- **WHAT NEEDS TO BE DONE**:
Find every line in the listing that contains the word "before", and copy each of those lines. Matching is case-sensitive.

- **SUPPLIED RECORDS**:
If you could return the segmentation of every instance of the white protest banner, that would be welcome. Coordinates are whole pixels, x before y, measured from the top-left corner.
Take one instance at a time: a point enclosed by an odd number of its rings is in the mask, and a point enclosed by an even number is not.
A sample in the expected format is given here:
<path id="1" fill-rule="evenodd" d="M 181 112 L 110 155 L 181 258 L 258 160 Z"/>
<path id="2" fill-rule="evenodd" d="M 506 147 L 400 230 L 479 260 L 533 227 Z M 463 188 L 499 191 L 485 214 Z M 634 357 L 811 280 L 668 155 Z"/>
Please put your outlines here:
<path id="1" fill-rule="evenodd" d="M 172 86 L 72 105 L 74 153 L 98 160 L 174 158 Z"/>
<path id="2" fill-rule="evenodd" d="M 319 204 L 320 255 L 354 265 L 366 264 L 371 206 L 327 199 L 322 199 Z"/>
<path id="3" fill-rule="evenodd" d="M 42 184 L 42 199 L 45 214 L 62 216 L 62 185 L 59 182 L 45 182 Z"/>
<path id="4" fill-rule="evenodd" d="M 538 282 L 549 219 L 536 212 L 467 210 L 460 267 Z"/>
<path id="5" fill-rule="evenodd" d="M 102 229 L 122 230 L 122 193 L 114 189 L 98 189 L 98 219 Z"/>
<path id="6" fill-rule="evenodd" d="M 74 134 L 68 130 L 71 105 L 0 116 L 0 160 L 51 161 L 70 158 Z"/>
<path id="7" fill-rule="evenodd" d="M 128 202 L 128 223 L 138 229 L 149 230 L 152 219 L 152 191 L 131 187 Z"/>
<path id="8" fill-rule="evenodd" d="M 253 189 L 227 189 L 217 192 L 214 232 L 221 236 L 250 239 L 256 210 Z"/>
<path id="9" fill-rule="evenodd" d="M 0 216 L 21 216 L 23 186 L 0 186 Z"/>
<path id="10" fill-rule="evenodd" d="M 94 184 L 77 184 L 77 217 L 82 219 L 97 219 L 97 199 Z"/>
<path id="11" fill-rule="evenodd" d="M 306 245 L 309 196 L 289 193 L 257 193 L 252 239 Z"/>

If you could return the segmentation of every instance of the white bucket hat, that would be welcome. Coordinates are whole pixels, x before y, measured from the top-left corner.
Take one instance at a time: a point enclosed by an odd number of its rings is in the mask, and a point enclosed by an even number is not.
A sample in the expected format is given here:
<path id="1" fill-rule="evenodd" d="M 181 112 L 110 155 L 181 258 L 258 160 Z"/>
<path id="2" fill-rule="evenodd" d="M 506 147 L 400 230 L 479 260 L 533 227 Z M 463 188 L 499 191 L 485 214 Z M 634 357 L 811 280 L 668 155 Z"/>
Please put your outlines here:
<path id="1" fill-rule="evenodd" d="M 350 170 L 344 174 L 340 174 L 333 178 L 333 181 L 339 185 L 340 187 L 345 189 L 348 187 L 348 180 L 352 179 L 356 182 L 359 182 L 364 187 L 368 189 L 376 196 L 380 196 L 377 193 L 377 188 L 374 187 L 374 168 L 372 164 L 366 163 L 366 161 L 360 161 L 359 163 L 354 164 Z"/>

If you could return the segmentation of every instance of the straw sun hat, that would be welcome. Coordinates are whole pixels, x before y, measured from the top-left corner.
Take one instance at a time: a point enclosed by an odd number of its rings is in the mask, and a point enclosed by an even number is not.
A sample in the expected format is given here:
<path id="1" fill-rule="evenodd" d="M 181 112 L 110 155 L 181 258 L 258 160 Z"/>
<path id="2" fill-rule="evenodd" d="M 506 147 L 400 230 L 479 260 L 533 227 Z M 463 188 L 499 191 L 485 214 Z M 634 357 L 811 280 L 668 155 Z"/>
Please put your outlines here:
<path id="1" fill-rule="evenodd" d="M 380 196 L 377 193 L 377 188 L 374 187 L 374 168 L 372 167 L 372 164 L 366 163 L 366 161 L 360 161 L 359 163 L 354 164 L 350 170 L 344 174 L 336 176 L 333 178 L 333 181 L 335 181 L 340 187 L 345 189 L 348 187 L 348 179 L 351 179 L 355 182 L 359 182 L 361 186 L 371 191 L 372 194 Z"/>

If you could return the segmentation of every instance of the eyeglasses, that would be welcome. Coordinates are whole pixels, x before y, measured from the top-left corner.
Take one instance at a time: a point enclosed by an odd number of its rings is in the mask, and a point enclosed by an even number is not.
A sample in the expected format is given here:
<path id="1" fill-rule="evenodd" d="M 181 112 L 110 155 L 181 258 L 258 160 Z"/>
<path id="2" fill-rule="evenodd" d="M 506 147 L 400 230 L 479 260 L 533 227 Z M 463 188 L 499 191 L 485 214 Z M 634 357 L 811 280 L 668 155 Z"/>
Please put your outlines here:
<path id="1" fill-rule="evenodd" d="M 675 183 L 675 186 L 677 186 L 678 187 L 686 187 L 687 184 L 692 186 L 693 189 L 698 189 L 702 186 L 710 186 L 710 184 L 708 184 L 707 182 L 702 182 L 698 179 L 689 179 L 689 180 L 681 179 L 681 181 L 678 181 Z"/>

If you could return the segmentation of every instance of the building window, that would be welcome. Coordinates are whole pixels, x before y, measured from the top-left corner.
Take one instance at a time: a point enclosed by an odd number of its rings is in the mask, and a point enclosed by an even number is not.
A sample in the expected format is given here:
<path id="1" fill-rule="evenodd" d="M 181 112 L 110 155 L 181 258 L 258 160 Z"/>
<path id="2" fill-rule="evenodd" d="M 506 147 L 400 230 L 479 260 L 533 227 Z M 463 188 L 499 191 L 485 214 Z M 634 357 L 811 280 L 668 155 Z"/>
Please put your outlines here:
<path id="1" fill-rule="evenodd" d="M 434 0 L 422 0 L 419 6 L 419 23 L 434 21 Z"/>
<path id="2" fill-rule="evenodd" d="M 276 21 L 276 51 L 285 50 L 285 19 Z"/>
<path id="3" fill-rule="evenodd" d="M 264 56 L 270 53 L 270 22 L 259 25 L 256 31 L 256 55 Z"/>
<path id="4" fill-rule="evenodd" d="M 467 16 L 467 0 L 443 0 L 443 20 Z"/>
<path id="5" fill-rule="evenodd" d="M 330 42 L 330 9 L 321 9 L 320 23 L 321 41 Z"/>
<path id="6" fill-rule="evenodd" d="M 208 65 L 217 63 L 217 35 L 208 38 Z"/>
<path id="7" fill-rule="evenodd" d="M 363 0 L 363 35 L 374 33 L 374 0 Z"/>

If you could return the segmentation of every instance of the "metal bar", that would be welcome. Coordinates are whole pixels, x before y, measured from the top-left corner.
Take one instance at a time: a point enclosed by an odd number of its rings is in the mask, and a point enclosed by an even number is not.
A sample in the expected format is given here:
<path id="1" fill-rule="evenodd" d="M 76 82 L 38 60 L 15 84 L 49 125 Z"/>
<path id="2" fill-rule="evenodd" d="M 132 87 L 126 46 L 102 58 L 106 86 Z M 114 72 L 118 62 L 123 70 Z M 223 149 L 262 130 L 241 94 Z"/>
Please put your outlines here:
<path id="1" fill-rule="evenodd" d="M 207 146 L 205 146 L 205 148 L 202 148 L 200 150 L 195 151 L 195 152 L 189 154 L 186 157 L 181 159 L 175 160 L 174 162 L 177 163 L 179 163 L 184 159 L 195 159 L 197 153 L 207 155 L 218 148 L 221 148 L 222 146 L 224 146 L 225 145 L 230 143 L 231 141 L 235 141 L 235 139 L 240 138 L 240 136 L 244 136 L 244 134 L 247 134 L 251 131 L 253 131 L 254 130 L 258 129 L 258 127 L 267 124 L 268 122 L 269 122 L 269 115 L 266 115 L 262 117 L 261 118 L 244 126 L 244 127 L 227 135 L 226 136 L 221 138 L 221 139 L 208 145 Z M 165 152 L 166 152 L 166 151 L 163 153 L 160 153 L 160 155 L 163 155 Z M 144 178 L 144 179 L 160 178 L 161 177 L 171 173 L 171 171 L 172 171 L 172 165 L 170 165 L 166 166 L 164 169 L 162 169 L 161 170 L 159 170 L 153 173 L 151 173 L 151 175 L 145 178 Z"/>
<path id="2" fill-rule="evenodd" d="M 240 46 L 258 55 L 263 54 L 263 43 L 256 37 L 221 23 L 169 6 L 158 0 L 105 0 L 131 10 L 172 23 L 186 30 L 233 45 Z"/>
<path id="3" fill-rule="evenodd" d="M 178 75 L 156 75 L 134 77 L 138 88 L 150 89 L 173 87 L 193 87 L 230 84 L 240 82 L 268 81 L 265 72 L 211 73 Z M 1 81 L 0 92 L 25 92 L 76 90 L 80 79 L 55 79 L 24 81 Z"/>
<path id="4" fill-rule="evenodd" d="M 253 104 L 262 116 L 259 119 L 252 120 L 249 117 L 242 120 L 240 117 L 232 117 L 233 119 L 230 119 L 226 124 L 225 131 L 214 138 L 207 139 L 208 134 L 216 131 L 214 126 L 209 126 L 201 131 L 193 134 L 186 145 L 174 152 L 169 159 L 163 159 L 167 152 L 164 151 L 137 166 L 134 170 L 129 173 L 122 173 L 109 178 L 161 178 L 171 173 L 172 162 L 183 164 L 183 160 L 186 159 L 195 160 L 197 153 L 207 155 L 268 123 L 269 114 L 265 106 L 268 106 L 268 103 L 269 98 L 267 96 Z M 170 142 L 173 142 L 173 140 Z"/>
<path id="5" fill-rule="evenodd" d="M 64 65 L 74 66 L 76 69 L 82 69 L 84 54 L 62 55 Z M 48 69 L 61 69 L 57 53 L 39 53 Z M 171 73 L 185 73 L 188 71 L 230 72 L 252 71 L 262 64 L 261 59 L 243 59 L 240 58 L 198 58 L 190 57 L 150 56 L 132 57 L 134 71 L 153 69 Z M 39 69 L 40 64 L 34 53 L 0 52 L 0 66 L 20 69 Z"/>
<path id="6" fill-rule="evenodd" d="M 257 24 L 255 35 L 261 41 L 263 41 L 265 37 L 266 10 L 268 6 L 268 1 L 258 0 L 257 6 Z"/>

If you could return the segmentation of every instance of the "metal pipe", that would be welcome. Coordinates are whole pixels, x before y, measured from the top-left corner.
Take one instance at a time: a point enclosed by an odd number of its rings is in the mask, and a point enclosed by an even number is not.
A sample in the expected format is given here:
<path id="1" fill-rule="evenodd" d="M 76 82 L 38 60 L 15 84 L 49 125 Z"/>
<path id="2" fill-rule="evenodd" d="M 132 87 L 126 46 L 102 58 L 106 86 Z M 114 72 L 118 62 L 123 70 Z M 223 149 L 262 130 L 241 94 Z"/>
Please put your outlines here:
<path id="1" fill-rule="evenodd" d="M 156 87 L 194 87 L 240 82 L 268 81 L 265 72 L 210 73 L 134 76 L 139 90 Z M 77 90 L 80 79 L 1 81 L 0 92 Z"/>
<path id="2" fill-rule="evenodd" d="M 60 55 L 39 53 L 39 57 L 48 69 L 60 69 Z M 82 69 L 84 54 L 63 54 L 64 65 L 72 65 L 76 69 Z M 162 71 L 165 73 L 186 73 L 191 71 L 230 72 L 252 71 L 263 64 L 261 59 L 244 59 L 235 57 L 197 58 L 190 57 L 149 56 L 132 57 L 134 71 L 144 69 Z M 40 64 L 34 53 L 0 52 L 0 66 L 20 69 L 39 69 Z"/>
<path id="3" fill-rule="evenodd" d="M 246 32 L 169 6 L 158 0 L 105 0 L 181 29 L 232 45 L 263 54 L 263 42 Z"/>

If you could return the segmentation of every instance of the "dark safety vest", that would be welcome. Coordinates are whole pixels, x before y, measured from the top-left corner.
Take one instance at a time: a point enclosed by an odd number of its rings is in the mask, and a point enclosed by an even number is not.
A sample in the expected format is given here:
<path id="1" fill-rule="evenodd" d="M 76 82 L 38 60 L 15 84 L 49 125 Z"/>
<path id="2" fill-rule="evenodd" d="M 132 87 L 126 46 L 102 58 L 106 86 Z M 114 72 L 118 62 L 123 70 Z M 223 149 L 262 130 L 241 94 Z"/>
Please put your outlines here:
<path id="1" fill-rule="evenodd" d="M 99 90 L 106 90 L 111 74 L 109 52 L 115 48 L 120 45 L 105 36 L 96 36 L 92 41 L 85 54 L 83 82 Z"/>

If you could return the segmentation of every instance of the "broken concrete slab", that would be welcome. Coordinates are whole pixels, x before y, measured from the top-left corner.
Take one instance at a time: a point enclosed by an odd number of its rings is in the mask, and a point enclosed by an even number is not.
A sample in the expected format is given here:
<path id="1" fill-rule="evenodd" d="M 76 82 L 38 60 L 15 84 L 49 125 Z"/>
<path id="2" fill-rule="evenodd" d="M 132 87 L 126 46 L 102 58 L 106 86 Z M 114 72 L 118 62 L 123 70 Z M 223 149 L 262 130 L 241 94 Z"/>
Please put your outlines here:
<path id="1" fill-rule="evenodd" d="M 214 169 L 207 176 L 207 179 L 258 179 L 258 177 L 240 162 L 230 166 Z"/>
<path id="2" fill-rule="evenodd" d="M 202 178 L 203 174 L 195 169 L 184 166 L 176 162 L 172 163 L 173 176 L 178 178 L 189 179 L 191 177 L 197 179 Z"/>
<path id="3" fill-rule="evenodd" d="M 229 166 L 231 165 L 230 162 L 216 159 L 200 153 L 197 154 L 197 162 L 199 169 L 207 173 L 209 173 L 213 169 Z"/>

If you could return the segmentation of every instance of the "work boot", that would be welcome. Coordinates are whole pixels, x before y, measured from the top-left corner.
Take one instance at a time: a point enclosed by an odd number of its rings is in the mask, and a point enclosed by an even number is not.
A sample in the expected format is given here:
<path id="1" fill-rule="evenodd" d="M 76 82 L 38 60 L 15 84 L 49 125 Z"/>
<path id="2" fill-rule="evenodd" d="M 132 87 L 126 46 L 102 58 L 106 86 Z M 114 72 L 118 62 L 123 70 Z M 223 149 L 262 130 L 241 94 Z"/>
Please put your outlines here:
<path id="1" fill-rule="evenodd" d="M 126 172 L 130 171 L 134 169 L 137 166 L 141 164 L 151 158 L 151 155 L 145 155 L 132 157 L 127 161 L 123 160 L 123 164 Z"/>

- **TASK SOLUTION**:
If you could return the segmentation of every instance of the white protest banner, that would be welcome. Coordinates are whole pixels, x before y, measured from the top-left corner.
If you could return the segmentation of every instance of the white bucket hat, that would be welcome. Coordinates are whole pixels, x before y, measured from the top-left corner.
If you could return the segmentation of every instance of the straw sun hat, that would be welcome. Coordinates are whole pixels, x before y, measured from the top-left corner.
If you could return the segmentation of every instance of the eyeglasses, that would be welcome. Coordinates are whole pixels, x before y, measured from the top-left corner.
If you could return the segmentation of every instance of the building window, that would be welcome. Coordinates are whole pixels, x before y, measured from the top-left corner.
If you could return the segmentation of every instance of the "metal bar", that would be welcome. Coordinates are whole pixels, x before y, measured from the top-left corner.
If you could return the segmentation of every instance of the "metal pipe", that would be welcome. Coordinates are whole pixels, x before y, measured from the top-left corner.
If you could return the segmentation of every instance of the "dark safety vest", that would be welcome. Coordinates are whole pixels, x before y, measured from the top-left corner.
If you could return the segmentation of every instance of the "broken concrete slab", that would be welcome. Coordinates are whole pixels, x before y, measured from the top-left corner.
If you could return the segmentation of every instance of the "work boot", that would be welcome. Coordinates are whole pixels, x before y, measured from the top-left corner.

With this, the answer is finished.